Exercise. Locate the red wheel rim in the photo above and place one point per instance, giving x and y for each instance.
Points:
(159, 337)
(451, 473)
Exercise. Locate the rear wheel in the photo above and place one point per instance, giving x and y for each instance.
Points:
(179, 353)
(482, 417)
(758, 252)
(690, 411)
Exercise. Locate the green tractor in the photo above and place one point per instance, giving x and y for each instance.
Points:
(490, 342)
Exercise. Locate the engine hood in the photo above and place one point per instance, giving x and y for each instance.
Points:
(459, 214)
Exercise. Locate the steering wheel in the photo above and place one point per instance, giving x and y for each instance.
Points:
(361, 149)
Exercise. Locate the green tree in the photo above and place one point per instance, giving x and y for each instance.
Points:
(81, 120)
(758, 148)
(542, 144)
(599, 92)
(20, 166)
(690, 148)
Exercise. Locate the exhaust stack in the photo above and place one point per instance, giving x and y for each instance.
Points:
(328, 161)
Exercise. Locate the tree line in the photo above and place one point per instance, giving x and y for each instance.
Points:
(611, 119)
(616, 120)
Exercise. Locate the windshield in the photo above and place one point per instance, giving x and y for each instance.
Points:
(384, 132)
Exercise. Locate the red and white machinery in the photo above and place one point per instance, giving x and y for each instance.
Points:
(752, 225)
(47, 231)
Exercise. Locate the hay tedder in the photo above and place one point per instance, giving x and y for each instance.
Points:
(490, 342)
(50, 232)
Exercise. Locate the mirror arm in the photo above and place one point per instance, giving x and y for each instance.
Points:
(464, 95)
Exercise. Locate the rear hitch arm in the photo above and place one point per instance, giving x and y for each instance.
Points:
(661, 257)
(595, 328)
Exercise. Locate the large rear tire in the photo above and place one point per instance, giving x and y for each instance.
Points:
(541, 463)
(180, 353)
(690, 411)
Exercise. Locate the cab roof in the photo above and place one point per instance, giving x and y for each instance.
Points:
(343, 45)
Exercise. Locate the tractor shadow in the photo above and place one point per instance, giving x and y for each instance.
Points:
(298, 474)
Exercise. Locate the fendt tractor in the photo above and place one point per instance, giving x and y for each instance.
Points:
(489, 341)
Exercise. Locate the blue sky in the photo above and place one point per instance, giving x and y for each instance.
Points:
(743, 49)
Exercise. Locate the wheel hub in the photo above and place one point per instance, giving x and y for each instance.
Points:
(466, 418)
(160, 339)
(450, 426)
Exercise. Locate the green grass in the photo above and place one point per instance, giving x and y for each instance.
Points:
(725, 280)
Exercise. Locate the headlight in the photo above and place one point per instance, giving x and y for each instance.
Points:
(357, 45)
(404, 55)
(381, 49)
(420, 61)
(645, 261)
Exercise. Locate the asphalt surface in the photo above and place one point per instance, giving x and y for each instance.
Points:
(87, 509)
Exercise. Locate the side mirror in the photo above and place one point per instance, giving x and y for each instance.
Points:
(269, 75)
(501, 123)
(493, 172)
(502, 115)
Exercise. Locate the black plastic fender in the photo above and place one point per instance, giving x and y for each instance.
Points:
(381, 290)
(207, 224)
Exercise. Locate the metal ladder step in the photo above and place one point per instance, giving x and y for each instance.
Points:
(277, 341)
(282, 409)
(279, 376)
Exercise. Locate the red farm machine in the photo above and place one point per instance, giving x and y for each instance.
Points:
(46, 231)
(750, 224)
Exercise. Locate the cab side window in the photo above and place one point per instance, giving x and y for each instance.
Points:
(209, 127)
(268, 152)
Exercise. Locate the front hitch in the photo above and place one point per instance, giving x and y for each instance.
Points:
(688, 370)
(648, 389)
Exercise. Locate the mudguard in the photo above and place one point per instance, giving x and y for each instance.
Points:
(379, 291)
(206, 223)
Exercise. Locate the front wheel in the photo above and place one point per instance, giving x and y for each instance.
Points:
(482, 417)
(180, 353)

=-=-=

> Exercise details:
Show every line of the data in which the word "tree" appears.

> Task answer:
Exercise. Locate the green tree in the photo above and place one point per instance, giving x and y for each instance.
Exercise. Locate the tree line in the photo above and place one point per instance, giving x and y for each instance.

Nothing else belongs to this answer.